[Dataset entries]
>> start
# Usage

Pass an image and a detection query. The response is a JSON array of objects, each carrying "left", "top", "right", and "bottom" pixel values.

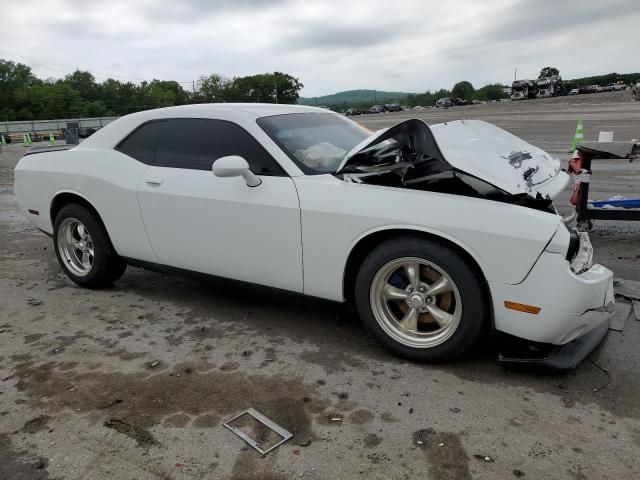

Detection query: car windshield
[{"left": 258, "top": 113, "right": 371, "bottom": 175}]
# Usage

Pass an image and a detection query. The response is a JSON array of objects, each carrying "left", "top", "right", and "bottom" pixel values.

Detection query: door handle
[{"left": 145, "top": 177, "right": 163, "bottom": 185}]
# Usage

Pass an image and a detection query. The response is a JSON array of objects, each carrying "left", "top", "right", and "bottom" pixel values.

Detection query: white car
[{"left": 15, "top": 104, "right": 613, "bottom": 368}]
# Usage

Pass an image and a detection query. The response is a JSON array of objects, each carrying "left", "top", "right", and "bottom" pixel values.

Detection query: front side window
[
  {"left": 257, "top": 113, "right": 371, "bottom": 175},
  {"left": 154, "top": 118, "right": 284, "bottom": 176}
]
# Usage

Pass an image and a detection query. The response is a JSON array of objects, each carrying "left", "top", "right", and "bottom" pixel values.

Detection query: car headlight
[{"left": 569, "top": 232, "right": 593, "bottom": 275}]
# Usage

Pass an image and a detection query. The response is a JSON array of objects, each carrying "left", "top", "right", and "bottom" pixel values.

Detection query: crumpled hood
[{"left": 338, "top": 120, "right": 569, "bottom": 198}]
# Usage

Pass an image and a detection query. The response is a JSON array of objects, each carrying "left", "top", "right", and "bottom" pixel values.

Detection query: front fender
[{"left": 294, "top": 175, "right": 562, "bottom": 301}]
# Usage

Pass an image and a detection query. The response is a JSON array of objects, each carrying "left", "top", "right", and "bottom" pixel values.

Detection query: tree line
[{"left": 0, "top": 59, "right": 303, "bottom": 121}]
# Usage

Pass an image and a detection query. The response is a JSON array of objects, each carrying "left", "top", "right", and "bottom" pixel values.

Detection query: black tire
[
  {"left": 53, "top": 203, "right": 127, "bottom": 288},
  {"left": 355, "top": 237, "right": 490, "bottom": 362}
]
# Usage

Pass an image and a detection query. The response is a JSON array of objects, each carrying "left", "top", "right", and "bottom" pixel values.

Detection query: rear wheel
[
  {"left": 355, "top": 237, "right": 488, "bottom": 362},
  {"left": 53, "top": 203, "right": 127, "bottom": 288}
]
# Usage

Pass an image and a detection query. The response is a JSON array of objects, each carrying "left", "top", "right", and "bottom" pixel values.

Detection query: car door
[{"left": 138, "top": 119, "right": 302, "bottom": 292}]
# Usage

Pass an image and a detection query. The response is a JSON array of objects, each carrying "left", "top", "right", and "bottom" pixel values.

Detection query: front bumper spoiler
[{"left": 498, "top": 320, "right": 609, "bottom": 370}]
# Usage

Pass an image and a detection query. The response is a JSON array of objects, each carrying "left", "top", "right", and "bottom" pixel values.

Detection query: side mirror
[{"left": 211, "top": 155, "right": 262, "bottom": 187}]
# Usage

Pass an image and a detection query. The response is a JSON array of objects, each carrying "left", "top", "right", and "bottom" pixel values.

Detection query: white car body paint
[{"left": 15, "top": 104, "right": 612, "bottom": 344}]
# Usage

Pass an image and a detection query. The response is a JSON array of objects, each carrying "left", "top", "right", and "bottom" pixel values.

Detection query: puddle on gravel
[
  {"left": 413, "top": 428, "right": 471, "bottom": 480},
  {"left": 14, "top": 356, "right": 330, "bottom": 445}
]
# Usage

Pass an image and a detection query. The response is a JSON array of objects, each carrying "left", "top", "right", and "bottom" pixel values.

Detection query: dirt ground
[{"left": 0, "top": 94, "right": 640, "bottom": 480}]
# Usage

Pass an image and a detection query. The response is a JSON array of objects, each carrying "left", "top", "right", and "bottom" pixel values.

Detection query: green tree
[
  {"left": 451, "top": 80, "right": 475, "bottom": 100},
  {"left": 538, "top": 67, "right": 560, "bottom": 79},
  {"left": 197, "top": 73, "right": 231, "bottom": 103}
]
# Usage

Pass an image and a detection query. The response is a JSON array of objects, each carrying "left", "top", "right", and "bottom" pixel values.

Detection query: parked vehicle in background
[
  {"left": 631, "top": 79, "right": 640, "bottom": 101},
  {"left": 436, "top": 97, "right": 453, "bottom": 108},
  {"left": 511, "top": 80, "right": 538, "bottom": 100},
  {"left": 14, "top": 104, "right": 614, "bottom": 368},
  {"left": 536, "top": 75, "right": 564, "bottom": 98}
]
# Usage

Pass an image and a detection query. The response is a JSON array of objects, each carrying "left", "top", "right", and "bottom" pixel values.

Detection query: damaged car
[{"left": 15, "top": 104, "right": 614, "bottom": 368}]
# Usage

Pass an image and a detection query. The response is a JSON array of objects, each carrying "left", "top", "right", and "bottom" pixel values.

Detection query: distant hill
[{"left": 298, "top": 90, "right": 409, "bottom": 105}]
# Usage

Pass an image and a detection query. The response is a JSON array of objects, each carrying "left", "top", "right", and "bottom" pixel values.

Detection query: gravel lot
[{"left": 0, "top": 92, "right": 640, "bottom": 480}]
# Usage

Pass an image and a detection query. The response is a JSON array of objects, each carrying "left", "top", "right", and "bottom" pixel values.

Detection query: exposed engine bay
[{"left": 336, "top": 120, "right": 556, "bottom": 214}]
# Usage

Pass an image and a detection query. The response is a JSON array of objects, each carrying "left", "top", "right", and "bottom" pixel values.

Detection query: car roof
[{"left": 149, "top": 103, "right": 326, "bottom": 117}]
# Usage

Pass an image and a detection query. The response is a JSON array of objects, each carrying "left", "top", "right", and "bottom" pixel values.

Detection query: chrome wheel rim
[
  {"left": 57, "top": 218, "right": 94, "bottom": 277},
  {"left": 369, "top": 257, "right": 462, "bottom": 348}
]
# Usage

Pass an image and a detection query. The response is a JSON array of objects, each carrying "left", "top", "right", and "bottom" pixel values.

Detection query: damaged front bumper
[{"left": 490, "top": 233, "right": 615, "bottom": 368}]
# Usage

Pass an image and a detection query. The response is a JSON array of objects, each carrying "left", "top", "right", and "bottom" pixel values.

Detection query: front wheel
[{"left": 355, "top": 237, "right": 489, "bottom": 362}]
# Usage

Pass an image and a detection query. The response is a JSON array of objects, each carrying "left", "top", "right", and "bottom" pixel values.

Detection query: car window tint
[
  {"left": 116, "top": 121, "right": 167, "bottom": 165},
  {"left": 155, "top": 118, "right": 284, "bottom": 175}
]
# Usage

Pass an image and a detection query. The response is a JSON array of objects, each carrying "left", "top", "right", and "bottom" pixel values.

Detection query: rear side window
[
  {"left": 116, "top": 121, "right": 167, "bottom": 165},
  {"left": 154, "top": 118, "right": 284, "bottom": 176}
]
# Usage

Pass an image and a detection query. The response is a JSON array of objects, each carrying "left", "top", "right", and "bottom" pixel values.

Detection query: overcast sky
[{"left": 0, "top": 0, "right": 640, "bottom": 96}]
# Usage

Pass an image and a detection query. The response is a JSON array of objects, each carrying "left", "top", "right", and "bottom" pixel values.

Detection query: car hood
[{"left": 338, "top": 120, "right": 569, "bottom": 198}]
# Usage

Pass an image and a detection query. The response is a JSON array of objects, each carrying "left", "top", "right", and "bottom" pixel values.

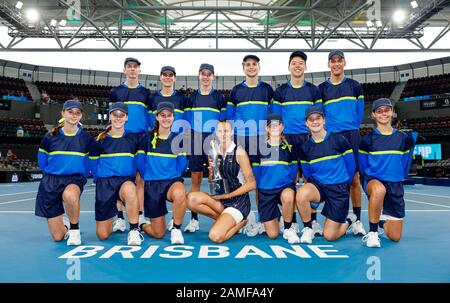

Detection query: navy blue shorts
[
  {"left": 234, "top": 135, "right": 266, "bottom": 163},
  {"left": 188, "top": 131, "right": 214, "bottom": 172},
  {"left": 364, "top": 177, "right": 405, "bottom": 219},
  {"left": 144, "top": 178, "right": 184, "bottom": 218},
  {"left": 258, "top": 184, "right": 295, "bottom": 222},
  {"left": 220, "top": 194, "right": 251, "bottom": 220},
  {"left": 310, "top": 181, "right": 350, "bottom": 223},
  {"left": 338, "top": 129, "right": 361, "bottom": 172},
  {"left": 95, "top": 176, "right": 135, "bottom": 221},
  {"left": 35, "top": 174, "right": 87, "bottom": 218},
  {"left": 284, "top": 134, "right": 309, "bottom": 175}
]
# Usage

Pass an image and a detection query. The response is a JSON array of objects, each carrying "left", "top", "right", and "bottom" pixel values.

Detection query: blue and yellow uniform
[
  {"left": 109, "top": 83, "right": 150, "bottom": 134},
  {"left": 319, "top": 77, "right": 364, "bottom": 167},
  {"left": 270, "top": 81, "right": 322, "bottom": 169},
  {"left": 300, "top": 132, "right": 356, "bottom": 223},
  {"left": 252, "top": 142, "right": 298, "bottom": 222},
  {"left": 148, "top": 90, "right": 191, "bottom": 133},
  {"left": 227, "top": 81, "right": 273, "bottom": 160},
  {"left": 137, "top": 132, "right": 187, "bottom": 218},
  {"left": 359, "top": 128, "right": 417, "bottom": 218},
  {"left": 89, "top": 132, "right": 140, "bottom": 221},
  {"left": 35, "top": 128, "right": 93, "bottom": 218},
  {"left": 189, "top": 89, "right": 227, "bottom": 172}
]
>> end
>> start
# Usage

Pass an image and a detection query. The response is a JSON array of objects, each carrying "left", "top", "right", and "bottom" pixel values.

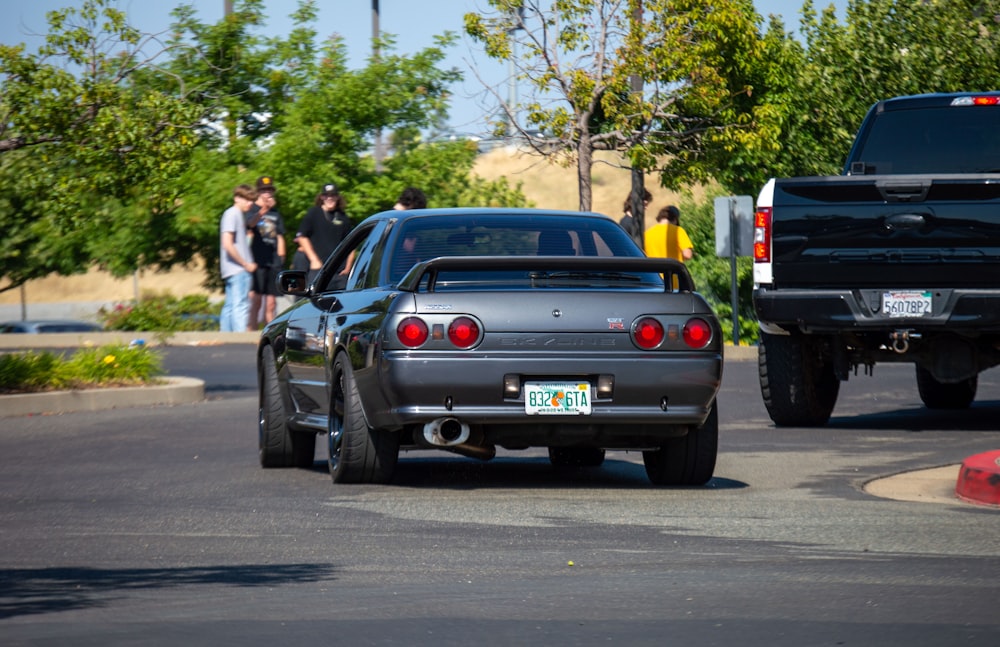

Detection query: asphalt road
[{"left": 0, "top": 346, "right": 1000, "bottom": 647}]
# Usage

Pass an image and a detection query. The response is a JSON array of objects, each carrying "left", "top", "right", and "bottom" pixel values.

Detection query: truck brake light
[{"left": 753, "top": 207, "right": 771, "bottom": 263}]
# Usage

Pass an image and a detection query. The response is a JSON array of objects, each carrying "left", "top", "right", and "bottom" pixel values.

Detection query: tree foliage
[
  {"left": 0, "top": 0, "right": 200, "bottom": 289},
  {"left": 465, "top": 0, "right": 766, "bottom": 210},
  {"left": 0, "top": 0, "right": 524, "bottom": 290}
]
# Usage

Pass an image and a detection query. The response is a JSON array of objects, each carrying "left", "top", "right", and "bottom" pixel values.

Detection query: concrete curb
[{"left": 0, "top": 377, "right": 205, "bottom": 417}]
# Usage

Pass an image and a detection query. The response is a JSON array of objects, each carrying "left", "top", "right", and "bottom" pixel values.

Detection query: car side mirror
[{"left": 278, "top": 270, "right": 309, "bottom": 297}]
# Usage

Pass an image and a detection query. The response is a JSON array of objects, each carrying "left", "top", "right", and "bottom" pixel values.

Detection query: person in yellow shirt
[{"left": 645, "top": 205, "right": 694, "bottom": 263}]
>> end
• [TASK DIRECTIONS]:
State how many lines of the records contain the word "side", counting case-sensitively, and give only the number.

• [RESULT BELOW]:
4